*What you should do*.
Give back each of the entries below word for word, without changing anything.

---------- Raw records

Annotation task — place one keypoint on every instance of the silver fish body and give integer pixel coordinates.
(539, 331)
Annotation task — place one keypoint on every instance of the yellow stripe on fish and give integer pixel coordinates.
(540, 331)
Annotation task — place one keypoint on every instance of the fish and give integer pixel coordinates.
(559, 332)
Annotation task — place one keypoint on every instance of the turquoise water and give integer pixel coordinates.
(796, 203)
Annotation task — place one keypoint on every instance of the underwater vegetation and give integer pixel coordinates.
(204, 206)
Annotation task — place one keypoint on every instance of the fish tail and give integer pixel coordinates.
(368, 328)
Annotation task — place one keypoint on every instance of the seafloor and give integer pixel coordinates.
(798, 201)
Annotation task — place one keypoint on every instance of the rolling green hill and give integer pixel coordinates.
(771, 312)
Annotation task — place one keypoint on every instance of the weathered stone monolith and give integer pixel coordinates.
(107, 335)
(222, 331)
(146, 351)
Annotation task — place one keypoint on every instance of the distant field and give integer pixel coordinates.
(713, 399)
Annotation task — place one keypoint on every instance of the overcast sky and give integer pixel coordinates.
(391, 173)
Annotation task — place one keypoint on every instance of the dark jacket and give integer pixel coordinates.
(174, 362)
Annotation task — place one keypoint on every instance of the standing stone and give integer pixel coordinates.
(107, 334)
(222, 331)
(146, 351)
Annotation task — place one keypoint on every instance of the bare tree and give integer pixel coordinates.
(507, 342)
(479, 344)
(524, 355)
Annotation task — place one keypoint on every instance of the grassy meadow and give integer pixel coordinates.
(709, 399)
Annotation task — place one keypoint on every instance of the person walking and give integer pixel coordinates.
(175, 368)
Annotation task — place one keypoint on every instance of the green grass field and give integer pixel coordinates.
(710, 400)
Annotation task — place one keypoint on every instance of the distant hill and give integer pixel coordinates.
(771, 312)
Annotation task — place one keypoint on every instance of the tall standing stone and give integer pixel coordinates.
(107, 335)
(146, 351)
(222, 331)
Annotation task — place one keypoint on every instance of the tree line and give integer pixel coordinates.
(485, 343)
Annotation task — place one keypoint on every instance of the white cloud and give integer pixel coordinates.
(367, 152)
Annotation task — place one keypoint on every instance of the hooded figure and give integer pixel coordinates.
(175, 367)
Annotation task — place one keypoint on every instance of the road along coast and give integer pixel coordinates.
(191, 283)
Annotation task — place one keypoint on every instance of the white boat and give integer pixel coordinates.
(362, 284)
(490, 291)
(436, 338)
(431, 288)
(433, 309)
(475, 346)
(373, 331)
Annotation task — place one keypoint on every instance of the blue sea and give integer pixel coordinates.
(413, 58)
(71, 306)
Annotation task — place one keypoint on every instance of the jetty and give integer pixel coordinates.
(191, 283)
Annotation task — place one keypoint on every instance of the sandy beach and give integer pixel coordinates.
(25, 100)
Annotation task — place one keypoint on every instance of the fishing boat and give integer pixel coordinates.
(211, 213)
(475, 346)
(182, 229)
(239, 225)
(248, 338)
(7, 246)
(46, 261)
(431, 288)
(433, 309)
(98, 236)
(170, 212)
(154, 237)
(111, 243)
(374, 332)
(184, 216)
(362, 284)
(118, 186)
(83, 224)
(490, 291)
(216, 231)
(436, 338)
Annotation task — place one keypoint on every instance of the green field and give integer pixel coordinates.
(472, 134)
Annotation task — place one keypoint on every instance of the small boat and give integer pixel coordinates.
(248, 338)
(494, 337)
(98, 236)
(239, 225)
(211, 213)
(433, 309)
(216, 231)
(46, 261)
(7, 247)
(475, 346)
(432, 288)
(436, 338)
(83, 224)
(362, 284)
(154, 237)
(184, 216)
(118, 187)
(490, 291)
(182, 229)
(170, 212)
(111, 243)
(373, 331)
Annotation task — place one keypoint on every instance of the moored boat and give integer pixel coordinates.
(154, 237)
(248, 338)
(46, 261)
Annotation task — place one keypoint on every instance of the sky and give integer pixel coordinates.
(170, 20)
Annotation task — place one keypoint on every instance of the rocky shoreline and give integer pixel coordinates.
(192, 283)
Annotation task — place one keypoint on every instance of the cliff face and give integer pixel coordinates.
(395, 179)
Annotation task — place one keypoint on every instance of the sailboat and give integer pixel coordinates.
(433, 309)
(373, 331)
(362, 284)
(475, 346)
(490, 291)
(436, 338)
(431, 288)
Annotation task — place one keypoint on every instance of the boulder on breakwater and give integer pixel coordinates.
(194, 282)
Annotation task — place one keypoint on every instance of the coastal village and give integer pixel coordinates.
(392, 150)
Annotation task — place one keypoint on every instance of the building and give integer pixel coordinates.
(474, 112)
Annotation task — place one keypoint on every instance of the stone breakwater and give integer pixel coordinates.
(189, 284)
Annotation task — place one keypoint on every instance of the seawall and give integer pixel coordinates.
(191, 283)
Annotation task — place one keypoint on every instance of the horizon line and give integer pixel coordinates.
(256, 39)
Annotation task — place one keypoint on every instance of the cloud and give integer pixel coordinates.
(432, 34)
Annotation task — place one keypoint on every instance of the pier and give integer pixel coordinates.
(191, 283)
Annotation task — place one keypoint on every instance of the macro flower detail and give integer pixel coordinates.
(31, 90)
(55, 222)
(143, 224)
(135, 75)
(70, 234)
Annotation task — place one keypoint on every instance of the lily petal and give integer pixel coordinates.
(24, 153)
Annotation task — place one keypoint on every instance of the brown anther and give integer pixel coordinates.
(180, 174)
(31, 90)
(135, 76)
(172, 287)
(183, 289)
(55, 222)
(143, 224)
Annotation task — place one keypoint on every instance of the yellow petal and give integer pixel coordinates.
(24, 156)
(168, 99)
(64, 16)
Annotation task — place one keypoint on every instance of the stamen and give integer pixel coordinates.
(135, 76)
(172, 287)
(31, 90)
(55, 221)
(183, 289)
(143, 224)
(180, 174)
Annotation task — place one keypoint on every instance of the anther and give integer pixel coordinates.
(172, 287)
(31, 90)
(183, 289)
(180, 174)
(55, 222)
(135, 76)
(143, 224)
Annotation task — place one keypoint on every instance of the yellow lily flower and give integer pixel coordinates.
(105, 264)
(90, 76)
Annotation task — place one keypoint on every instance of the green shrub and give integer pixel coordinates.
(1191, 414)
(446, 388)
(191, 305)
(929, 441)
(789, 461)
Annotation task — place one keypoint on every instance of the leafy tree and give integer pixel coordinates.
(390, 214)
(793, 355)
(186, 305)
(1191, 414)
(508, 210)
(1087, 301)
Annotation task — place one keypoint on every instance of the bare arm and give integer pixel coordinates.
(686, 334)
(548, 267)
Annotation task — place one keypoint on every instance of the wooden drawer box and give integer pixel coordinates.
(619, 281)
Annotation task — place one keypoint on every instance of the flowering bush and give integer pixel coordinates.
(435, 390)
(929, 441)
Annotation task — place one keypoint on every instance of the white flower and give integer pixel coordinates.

--------------------

*Final result*.
Annotation task — place one keypoint on every instance of the silver fish body and give integer pixel coordinates.
(539, 331)
Annotation task — place one keypoint on every instance of the yellow stripe on fish and give integer pixel coordinates.
(540, 331)
Annotation task — place one keypoint on every instance of the fish and give integer pixel coordinates.
(559, 332)
Annotation task — place one keypoint on every instance of the turquoise water and give integer pixel coordinates.
(796, 203)
Annotation task — place one keypoint on every instance of the underwater vegetation and give integer pixel coordinates.
(204, 206)
Annotation task — place one keypoint on every instance of the fish tail and give integer pixel coordinates.
(368, 328)
Annotation task — place one keypoint on every instance of the seafloor and give integer pixel coordinates.
(798, 201)
Annotation task — place one keypoint on every instance of the rolling green hill and give integer pixel coordinates.
(771, 312)
Annotation task — place one keypoint on every instance of the weathered stone monolith and give integer pixel coordinates.
(107, 335)
(222, 331)
(146, 351)
Annotation task — place one keypoint on every instance of the distant field and give integer pixel coordinates.
(713, 399)
Annotation task — place one keypoint on every instance of the overcast sky and give integer pixel coordinates.
(391, 173)
Annotation task — place one keypoint on every instance of the dark jacket and give integer pixel coordinates.
(174, 362)
Annotation task — place one keypoint on every instance of the standing stone and give integer pixel coordinates.
(107, 334)
(222, 331)
(146, 351)
Annotation task — place one keypoint on every instance of the bare tree and give integer pixel coordinates.
(507, 342)
(479, 344)
(524, 355)
Annotation task — place one keypoint on every instance of the grassy meadow and give integer pixel coordinates.
(709, 399)
Annotation task — place one keypoint on every instance of the person walking and give integer pixel coordinates.
(175, 368)
Annotation task — place one keypoint on every instance of the green grass field and give integer pixel coordinates.
(710, 400)
Annotation task — place one keypoint on every instance of the distant hill and give integer pixel coordinates.
(771, 312)
Annotation task — place one keypoint on every instance of the tall standing stone and give integer pixel coordinates.
(107, 335)
(146, 351)
(222, 331)
Annotation task — place one keypoint on every instance of the tree line and give integer pixel coordinates.
(485, 343)
Annotation task — place one keypoint on every instance of the white cloud and give integer pixel coordinates.
(367, 152)
Annotation task — place one keypoint on every instance of the hooded figure and give integer pixel coordinates.
(175, 367)
Annotation task — place one keypoint on every instance of the road along coast and give integer pixel coordinates.
(191, 283)
Annotation task — place one keypoint on every instance of the white boat and give integer pixel coordinates.
(362, 284)
(490, 291)
(436, 338)
(431, 288)
(433, 309)
(475, 346)
(373, 331)
Annotation task — place one keypoint on every instance of the blue sea and give integer pixel coordinates.
(413, 58)
(71, 306)
Annotation task — place one keypoint on every instance of the jetty and give integer pixel coordinates.
(191, 283)
Annotation task — place one keypoint on every instance of the sandy beach and give integer pixel coordinates.
(25, 100)
Annotation task — place one keypoint on every instance of the fishing boat and give integer pixel coordinates.
(211, 213)
(475, 346)
(182, 229)
(239, 225)
(248, 338)
(7, 246)
(46, 261)
(431, 288)
(433, 309)
(98, 236)
(170, 212)
(154, 237)
(111, 243)
(374, 332)
(184, 216)
(362, 284)
(118, 186)
(83, 224)
(490, 291)
(216, 231)
(436, 338)
Annotation task — place one keypoint on every instance of the green field and give integer pixel coordinates.
(472, 134)
Annotation task — place one keypoint on every instance of the small boat and give integer pixel coordinates.
(248, 338)
(494, 337)
(98, 236)
(239, 225)
(211, 213)
(433, 309)
(216, 231)
(46, 261)
(7, 247)
(475, 346)
(432, 288)
(436, 338)
(83, 224)
(362, 284)
(154, 237)
(184, 216)
(118, 187)
(490, 291)
(182, 229)
(170, 212)
(111, 243)
(373, 331)
Annotation task — place one keypoint on every instance of the moored boat and give integer pixel coordinates.
(154, 237)
(248, 338)
(46, 261)
Annotation task — place one keypoint on every instance of the sky and give integer pixel coordinates.
(170, 20)
Annotation task — place one keypoint on every instance of the rocky shoreline and give integer pixel coordinates.
(192, 283)
Annotation task — place one keypoint on every instance of the cliff face and give integer pixel coordinates.
(395, 179)
Annotation task — place one keypoint on every instance of the sailboat and give integer pixel coordinates.
(433, 309)
(373, 331)
(362, 284)
(475, 346)
(490, 291)
(436, 338)
(431, 288)
Annotation task — place one keypoint on every instance of the boulder on breakwater and give integer pixel coordinates.
(194, 282)
Annotation task — place one keypoint on every instance of the coastal village and give integer pixel coordinates.
(392, 150)
Annotation task — place one keypoint on every instance of the building and give integer pixel coordinates.
(474, 112)
Annotation task — place one keypoint on every instance of the stone breakwater and give integer pixel coordinates.
(189, 284)
Annotation task — place one keypoint on every instance of the seawall and give integer pixel coordinates.
(191, 283)
Annotation task — place one keypoint on every instance of the horizon line and give integer pixel coordinates.
(256, 39)
Annotation task — place one keypoint on every instance of the cloud and give integer pixel coordinates.
(432, 34)
Annotation task — place one keypoint on every instance of the pier and give integer pixel coordinates.
(191, 283)
Annotation task — place one keypoint on every instance of the macro flower detail and give integer pixel coordinates.
(31, 90)
(55, 222)
(143, 224)
(135, 75)
(70, 234)
Annotation task — place one keypoint on every instance of the lily petal and give integer pixel coordinates.
(24, 153)
Annotation task — place one keypoint on every instance of the brown anther and give integer pixel coordinates.
(180, 174)
(31, 90)
(135, 76)
(172, 287)
(183, 289)
(55, 222)
(143, 224)
Annotation task — place one keypoint on every instance of the yellow petal and give integer pixel coordinates.
(24, 156)
(168, 99)
(64, 16)
Annotation task — place one keypoint on every instance of the stamen and give integer pixel coordinates.
(135, 76)
(172, 287)
(31, 90)
(55, 221)
(183, 289)
(143, 224)
(180, 174)
Annotation task — place one keypoint on every instance of the anther and give integer pixel coordinates.
(172, 287)
(31, 90)
(183, 289)
(180, 174)
(55, 222)
(135, 76)
(143, 224)
Annotation task — place one keypoint on every instance of the yellow lily flower and give integer pixel coordinates.
(105, 264)
(90, 76)
Annotation task — place one keypoint on every instance of the green shrub and give integer pixel coordinates.
(1191, 414)
(446, 388)
(191, 305)
(929, 441)
(789, 461)
Annotation task — place one keypoint on every instance of the leafy tree and give integer pixel coordinates.
(390, 214)
(793, 355)
(186, 305)
(1191, 414)
(508, 210)
(1087, 301)
Annotation task — place one keypoint on every instance of the bare arm and give integer pixel coordinates.
(686, 334)
(548, 267)
Annotation task — place one keypoint on every instance of the wooden drawer box and give integer pixel coordinates.
(619, 281)
Annotation task — place one keypoint on every instance of the flowering bush and give integer pixel coordinates.
(435, 390)
(929, 441)
Annotation task — place one keypoint on every instance of the white flower and give integer pixel coordinates.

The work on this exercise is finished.